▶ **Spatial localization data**
BEGIN
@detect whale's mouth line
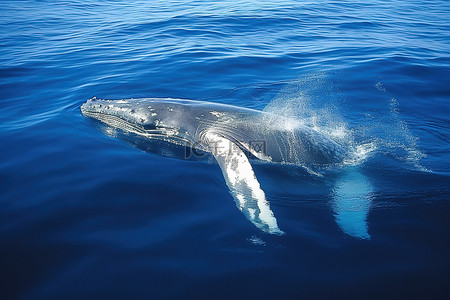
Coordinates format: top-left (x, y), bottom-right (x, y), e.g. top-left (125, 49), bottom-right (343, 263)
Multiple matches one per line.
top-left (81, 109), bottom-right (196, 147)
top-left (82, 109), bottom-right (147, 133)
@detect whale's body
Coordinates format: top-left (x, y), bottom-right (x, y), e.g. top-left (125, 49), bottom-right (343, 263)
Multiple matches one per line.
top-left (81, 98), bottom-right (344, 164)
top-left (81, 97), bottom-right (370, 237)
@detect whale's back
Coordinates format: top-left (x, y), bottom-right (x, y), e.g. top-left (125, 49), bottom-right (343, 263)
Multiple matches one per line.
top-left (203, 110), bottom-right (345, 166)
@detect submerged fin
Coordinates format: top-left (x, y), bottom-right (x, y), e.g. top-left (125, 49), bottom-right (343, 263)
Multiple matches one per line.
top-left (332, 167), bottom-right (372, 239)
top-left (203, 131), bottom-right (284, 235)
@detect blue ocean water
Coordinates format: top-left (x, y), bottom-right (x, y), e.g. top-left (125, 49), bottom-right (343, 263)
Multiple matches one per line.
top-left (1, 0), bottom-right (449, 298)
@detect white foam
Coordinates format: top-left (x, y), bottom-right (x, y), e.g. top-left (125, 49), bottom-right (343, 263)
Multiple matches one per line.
END
BEGIN
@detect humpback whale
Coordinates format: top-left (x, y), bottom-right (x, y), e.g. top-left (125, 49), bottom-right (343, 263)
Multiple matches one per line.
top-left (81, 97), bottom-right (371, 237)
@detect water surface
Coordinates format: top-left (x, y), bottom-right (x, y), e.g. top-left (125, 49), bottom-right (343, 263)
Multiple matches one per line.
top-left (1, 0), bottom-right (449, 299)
END
Count the lines in the entries where the string "detect" appears, and report only the number.

▶ **TASK ANSWER**
8